Work task 1: From the plantain text, copy the passage between "Related Species.Plantago lanceolata, Linné;" and "small bleeding surfaces.", inclusive.
Work task 2: According to the plantain text, during which months does Plantago cordata flower?

Source document:
──────────────────────────────

Specific Indications and Uses.—Locally, toothache and earache.

Related Species.Plantago lanceolata, Linné; Lance-leaved plantain, has properties similar to common plantain. Its leaves contain much bitter matter. Locally applied, it has proved a haemostatic for small bleeding surfaces.

Plantago cordata, Lamarck.—This is an indigenous perennial plant, known likewise as the Heart-leaved plantain. It is an acaulescent herb, with stout, naked scapes, 1 or 2 feet in height. Leaves radical, cordate-ovate, broad, smooth, somewhat toothed, thickish, about 6 inches long, 6 or 8-ribbed below, with a thick midrib, on long, stout petioles. Flowers small, whitish, somewhat imbricate, the lower one scattered, and on elongated spikes which are from 6 to 8 inches long; bracts ovate, obtuse. Calyx and corolla lobes very obtuse. Pyxis a third longer than the calyx, 2-celled, with 2 seeds in each cell (G.—W.). This plant grows in moist places, and along the banks of rivers, from New York and New Jersey to Tennessee, also from Ohio to Wisconsin, and flowers from April to August. The root is the part used, and it yields its properties to water. The root of Plantago cordata is astringent, anodyne, antispasmodic, and antiemetic. The decoction and extract have been successfully used in Asiatic cholera, checking the disease in a short time; they have likewise proved beneficial in dysentery. The plant is certainly deserving of more extended investigation, for it directly influences the nervous system, controlling irritation. A poultice of the roots is recommended as an application to old, indolent ulcers, bruises, wounds, etc. It allays inflammation and reduces swelling.

Plantago Psyllium, Linné; Flea-wort, Flea-seed plant.—South Europe and Barbary. The seeds of this species are flea-colored, boat shaped, and shining on the convex surface. They yield a mucilage, used in southern Europe as that of flaxseed, slippery elm, etc., is used in this country. The seeds, in tablespoonful doses, in a glass of water, before dinner, have been successfully employed to relieve chronic constipation. The Plantago arenaria, Waldstein and Kittaibel, and Plantago Cynops, Linné, also contain mucilage.

──────────────────────────────

Given entries:
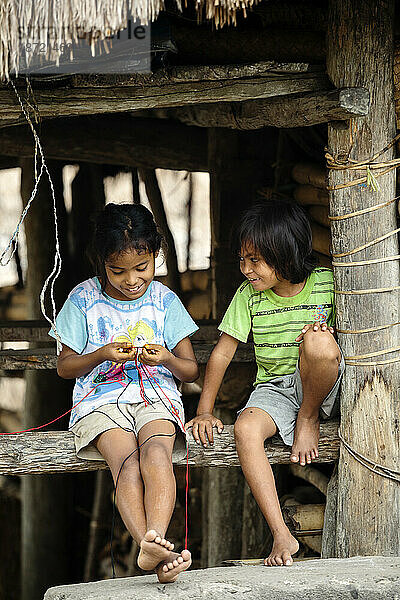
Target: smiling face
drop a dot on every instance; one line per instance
(129, 274)
(263, 277)
(255, 269)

──────────────────────────────

Exercise solution 1:
Related Species.Plantago lanceolata, Linné; Lance-leaved plantain, has properties similar to common plantain. Its leaves contain much bitter matter. Locally applied, it has proved a haemostatic for small bleeding surfaces.

Exercise solution 2: From April to August.